*** DATA FOR THIS TASK

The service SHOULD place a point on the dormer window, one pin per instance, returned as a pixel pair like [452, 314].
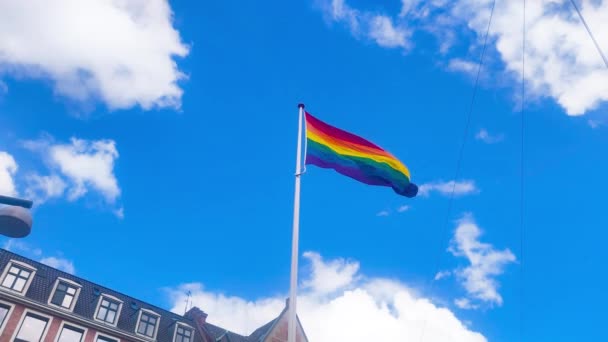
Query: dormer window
[17, 276]
[183, 333]
[147, 324]
[65, 294]
[108, 309]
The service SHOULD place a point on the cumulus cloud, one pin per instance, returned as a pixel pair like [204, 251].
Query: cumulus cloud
[386, 34]
[442, 274]
[486, 137]
[383, 213]
[461, 188]
[60, 264]
[560, 56]
[382, 29]
[78, 167]
[461, 65]
[88, 164]
[485, 263]
[42, 188]
[120, 52]
[403, 208]
[8, 168]
[334, 298]
[21, 247]
[561, 61]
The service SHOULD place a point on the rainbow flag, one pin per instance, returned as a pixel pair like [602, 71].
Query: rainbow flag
[332, 148]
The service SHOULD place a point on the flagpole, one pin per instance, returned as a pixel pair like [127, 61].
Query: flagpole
[291, 331]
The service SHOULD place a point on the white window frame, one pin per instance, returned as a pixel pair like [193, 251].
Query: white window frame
[37, 313]
[185, 326]
[27, 283]
[98, 335]
[120, 302]
[76, 295]
[11, 307]
[150, 312]
[64, 323]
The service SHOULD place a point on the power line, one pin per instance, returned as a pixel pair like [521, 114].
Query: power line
[461, 151]
[521, 184]
[597, 46]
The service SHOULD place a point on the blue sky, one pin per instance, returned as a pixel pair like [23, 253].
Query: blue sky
[158, 140]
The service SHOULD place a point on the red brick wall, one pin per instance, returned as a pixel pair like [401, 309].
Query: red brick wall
[53, 329]
[12, 323]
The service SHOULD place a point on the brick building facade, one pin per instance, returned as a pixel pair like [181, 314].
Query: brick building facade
[39, 303]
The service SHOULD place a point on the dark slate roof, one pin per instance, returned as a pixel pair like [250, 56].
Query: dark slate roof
[221, 334]
[262, 331]
[44, 280]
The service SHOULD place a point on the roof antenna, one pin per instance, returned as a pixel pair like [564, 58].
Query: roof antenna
[189, 295]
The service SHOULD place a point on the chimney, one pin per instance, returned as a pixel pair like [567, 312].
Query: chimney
[197, 315]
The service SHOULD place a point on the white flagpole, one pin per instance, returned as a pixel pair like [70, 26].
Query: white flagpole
[291, 332]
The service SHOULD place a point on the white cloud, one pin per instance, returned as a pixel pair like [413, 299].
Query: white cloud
[25, 249]
[42, 188]
[60, 264]
[488, 138]
[461, 65]
[77, 168]
[342, 298]
[442, 274]
[120, 213]
[594, 123]
[19, 246]
[381, 29]
[561, 61]
[8, 168]
[120, 52]
[403, 208]
[383, 213]
[386, 34]
[88, 164]
[485, 264]
[329, 276]
[465, 304]
[465, 187]
[560, 57]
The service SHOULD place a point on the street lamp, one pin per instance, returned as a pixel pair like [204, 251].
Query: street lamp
[15, 218]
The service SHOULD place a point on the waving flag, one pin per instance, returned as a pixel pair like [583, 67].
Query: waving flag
[332, 148]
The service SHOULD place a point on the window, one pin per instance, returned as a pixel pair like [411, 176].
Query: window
[65, 294]
[70, 334]
[17, 277]
[32, 328]
[147, 324]
[108, 310]
[104, 339]
[183, 334]
[5, 311]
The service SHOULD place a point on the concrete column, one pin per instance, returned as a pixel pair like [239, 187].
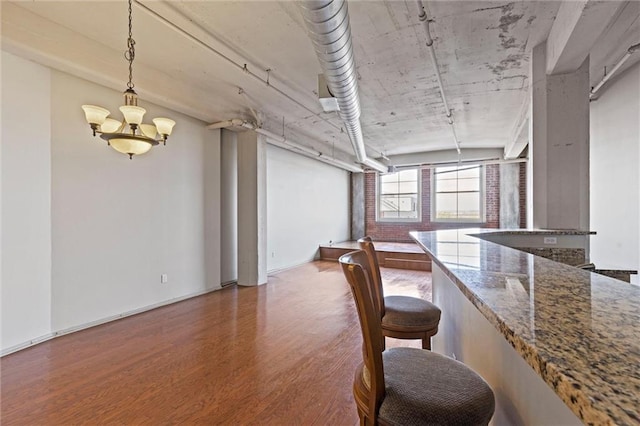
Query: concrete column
[559, 158]
[358, 227]
[510, 196]
[252, 209]
[229, 206]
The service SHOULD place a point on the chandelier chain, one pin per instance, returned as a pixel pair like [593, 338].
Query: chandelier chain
[130, 54]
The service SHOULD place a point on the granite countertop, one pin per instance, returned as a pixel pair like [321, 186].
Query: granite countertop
[578, 330]
[534, 232]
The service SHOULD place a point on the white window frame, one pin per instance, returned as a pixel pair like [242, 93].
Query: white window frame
[400, 219]
[483, 199]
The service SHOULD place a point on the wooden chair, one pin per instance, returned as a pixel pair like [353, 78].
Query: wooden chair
[403, 317]
[408, 386]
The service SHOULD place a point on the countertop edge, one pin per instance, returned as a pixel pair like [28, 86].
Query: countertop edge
[568, 390]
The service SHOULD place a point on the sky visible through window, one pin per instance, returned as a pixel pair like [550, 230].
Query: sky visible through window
[458, 193]
[398, 194]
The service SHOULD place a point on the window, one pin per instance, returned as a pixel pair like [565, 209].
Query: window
[458, 194]
[399, 196]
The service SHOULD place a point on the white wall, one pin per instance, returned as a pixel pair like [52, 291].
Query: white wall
[118, 224]
[307, 204]
[90, 231]
[615, 177]
[26, 201]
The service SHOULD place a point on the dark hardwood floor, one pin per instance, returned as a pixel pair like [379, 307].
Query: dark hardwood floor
[281, 354]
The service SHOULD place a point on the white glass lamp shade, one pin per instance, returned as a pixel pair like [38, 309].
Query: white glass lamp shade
[164, 125]
[133, 114]
[110, 126]
[149, 130]
[94, 114]
[130, 146]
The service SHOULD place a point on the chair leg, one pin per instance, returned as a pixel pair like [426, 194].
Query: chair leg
[363, 417]
[426, 343]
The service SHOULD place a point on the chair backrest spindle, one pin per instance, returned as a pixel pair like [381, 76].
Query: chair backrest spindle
[358, 271]
[366, 244]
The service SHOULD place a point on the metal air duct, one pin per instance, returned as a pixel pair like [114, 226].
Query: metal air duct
[327, 22]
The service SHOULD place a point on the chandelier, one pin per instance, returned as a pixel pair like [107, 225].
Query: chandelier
[130, 136]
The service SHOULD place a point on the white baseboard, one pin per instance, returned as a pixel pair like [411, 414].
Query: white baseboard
[100, 321]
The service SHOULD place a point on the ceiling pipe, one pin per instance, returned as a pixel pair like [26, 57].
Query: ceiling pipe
[242, 67]
[462, 163]
[630, 51]
[328, 26]
[422, 16]
[283, 142]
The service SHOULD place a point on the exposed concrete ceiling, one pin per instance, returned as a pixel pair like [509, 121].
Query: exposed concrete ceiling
[190, 57]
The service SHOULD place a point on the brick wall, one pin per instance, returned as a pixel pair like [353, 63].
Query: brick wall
[399, 231]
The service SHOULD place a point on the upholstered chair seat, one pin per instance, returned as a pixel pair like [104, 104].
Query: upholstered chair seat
[402, 312]
[403, 317]
[408, 386]
[425, 387]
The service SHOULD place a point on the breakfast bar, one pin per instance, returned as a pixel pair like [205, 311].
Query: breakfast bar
[558, 344]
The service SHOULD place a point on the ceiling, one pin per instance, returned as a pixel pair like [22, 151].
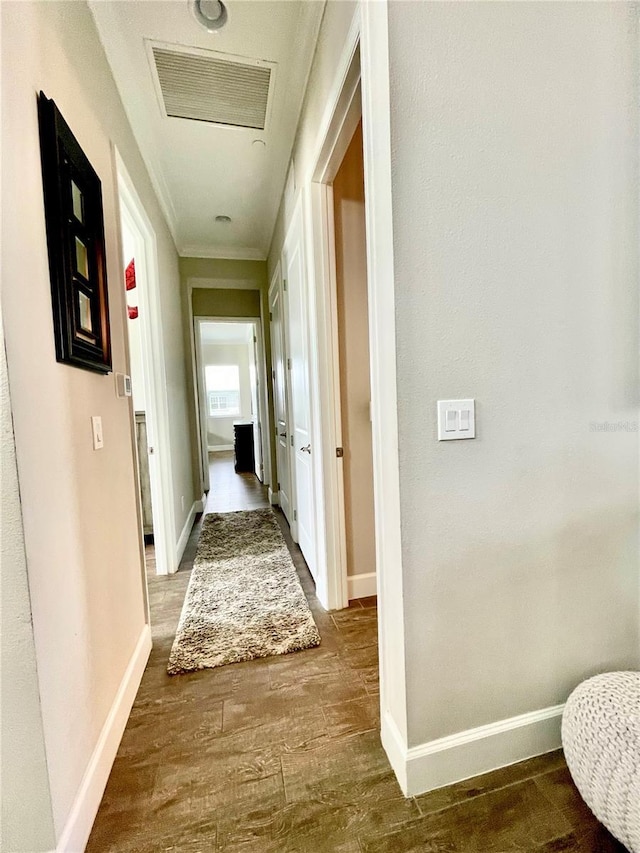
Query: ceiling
[226, 333]
[201, 170]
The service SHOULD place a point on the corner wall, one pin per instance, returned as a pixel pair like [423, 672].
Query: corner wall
[515, 207]
[82, 539]
[225, 287]
[24, 778]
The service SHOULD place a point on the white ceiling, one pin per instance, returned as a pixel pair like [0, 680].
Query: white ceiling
[226, 333]
[201, 170]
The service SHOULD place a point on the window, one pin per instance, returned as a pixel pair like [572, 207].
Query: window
[223, 390]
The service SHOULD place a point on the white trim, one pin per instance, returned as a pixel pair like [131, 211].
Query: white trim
[396, 749]
[186, 531]
[229, 253]
[207, 283]
[77, 829]
[343, 87]
[132, 213]
[376, 127]
[469, 753]
[362, 586]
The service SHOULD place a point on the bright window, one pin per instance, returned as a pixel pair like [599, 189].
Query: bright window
[223, 390]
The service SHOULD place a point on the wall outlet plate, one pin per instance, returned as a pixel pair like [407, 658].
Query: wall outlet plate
[456, 419]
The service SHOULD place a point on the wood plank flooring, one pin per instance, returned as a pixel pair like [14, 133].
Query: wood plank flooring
[282, 755]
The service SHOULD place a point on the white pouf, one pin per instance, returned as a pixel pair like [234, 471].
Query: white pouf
[601, 741]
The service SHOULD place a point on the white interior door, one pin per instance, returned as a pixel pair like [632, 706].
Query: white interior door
[300, 409]
[283, 486]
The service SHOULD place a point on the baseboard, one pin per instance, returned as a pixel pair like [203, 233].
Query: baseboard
[465, 754]
[186, 532]
[361, 586]
[77, 829]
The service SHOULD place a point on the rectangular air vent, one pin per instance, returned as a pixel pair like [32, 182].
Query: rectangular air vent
[206, 86]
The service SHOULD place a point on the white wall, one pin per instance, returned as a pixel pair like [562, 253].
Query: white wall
[24, 781]
[515, 179]
[331, 39]
[79, 506]
[220, 430]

******

▸ TASK DESCRIPTION:
Using the data above, print exactly the lines from the line that contains "The service SHOULD place a point on the chair backrest" through the line that contains "The service SHOULD place a point on the ceiling pipe, one", with both included.

▸ TASK OUTPUT:
The service SHOULD place a point on the chair backrest spindle, one pin per instance, returned as a pixel pair like [381, 76].
Query: chair backrest spindle
[358, 271]
[366, 244]
The service SHOULD place a point on the metal air duct, one pin per instance, returned as a pixel pair like [114, 226].
Query: metal air duct
[327, 22]
The service SHOULD place a point on the chandelier, one pin per instance, returned as a pixel pair like [107, 225].
Query: chandelier
[130, 136]
The service SHOULD place a point on the white baseboard, one pin per instance, returned as a pixel pair like [411, 414].
Query: white baseboard
[100, 321]
The service SHOULD place a point on the ceiling pipe, one pin per instance, returned as a pixel pair like [26, 57].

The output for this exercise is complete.